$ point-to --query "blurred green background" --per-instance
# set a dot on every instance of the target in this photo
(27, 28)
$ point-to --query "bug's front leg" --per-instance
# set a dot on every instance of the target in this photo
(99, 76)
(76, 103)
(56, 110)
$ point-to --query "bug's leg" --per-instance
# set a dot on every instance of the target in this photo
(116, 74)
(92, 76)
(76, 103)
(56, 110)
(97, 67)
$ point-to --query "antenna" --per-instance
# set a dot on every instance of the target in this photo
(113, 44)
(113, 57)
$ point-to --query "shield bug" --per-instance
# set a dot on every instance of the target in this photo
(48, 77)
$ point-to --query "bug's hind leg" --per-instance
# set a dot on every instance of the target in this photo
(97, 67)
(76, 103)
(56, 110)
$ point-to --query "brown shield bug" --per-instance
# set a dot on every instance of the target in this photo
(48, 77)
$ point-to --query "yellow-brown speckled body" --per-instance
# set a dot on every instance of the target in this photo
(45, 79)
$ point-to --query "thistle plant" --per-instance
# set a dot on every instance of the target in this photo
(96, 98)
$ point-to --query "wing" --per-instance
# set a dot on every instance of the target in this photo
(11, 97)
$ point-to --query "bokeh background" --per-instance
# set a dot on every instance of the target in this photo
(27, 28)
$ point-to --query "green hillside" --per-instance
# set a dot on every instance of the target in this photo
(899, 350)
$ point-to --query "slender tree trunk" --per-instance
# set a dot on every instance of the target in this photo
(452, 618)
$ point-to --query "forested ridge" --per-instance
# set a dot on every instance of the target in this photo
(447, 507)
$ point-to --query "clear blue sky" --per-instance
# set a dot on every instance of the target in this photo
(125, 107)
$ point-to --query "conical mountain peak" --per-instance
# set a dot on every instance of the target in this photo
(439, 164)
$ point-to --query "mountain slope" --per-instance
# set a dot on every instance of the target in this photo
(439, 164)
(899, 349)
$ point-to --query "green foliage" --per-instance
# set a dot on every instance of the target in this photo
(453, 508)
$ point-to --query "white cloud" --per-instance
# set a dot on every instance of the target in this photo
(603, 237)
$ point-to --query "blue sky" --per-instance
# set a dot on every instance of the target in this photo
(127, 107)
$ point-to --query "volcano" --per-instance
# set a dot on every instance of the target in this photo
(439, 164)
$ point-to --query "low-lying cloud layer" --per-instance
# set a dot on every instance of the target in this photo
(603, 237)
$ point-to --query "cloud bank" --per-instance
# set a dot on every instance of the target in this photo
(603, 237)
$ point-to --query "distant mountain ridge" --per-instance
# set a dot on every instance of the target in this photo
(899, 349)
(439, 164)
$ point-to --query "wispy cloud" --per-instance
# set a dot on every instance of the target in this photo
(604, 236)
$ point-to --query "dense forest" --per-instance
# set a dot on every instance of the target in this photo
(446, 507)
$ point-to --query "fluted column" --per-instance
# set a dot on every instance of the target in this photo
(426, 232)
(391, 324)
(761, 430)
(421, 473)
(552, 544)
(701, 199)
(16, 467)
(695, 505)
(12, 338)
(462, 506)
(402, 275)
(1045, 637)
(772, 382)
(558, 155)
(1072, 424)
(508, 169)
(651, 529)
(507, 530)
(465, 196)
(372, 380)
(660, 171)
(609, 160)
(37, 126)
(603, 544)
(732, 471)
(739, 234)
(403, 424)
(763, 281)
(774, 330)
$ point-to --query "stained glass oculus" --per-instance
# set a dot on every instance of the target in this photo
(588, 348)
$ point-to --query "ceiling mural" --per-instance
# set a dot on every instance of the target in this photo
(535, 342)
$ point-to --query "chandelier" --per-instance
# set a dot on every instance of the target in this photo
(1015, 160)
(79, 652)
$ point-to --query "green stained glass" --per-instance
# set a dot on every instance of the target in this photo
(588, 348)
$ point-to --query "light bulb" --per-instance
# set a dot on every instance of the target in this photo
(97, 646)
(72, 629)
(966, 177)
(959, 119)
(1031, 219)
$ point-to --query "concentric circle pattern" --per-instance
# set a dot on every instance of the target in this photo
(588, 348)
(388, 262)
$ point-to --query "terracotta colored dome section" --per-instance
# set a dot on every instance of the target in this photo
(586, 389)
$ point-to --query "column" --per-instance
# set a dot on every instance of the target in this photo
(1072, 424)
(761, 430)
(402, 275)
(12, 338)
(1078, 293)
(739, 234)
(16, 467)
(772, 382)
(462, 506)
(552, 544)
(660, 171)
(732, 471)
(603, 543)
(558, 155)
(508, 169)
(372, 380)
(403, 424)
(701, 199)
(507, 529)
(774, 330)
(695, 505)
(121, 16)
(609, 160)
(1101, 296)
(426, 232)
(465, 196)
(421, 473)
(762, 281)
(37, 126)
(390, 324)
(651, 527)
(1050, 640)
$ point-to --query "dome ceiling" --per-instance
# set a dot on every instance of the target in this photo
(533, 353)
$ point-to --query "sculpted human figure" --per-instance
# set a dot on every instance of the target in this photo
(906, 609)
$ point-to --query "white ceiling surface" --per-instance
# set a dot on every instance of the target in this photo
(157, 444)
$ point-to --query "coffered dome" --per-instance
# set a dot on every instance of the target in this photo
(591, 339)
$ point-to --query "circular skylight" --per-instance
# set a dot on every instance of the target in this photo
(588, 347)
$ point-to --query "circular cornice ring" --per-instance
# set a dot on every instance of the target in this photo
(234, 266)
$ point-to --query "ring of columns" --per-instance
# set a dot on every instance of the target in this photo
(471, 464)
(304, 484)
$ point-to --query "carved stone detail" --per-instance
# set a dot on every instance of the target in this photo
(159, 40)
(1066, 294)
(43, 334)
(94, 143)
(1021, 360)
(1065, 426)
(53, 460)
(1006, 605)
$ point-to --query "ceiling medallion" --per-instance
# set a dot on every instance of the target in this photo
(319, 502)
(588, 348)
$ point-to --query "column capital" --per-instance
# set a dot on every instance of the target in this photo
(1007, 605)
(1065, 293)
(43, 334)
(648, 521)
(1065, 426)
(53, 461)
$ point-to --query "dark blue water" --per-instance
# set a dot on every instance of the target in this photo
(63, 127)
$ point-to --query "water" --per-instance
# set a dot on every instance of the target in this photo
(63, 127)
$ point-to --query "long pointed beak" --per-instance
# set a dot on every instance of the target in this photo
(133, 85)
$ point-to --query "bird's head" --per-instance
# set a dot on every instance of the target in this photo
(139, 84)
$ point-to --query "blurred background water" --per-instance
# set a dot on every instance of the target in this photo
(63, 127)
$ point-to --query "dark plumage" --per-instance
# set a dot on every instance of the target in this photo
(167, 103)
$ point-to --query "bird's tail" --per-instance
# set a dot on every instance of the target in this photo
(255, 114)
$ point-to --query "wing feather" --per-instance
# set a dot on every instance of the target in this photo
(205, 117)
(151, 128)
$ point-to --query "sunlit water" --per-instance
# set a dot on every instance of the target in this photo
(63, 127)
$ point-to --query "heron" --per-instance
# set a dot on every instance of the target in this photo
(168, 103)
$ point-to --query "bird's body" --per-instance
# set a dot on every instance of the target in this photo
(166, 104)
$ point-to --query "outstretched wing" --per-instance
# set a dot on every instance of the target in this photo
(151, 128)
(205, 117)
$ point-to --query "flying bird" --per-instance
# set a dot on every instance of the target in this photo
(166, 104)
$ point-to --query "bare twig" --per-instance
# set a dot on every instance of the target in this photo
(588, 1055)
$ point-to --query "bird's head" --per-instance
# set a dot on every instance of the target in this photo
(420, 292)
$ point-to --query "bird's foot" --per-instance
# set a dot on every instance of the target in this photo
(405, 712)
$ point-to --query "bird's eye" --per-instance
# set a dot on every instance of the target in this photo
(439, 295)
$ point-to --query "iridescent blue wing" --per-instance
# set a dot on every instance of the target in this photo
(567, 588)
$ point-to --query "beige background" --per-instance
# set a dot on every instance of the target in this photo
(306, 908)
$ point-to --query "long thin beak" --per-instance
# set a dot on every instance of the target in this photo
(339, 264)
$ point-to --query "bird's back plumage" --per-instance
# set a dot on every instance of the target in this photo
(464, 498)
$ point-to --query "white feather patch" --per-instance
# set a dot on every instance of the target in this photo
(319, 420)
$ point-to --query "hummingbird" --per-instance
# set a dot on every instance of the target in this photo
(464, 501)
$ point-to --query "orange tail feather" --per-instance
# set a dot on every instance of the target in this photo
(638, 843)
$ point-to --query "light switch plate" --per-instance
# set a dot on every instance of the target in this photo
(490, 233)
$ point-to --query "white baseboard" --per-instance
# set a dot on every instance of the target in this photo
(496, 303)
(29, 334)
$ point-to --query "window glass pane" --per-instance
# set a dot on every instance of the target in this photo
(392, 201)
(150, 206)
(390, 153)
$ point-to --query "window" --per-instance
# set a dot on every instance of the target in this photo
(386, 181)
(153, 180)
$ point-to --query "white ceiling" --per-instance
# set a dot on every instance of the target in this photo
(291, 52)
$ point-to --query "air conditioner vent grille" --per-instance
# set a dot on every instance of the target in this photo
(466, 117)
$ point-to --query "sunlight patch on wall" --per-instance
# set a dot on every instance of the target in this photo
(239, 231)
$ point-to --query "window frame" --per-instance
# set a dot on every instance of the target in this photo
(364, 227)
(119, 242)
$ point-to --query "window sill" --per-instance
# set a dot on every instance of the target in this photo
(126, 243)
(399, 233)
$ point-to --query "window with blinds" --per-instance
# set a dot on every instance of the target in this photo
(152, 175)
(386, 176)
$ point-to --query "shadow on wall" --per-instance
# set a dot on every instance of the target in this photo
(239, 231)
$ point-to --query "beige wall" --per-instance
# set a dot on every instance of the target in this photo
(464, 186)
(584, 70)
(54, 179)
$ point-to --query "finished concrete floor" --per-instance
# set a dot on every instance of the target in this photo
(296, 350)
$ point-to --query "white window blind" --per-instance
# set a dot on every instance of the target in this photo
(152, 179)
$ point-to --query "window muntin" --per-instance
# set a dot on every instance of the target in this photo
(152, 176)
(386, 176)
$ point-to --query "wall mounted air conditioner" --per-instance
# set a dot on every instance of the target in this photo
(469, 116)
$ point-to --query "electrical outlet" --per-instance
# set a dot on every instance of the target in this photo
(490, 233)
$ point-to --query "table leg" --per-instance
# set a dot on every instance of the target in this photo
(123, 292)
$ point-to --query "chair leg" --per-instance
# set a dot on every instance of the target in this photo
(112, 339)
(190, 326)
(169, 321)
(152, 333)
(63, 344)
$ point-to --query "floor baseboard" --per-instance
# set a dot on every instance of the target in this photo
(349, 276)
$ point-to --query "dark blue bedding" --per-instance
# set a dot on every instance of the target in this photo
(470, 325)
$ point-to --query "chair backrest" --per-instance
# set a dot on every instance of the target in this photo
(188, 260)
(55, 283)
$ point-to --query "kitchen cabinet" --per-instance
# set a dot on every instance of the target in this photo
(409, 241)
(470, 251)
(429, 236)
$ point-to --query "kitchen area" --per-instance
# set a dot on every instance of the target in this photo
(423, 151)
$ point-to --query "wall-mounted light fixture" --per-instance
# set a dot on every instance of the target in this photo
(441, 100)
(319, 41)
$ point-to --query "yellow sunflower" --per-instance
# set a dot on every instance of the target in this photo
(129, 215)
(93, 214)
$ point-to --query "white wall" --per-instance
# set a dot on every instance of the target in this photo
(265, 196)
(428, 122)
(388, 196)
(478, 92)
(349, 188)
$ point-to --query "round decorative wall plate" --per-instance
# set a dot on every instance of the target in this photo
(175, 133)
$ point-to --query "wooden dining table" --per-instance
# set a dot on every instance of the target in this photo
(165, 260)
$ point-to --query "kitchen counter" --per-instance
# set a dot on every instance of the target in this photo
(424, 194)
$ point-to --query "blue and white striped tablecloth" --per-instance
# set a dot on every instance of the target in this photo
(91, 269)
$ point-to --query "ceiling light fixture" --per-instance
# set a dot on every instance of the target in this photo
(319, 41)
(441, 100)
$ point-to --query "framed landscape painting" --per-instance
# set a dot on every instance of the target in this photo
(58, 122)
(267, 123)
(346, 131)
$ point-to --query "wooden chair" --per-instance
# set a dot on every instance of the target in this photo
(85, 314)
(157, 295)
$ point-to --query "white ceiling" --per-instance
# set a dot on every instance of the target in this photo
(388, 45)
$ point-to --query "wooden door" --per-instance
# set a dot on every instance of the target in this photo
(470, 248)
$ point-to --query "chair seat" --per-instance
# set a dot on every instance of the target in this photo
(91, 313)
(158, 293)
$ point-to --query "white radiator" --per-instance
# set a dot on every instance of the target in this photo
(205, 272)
+===+
Search the data for the string "chair" and copy out every line where it is found.

ANSWER BOX:
$ point-to --query "chair leg" --per-instance
$ point-to --query "chair backrest" --per-instance
$ point-to --query "wooden chair" --per-instance
$ point-to --query "chair seat" --per-instance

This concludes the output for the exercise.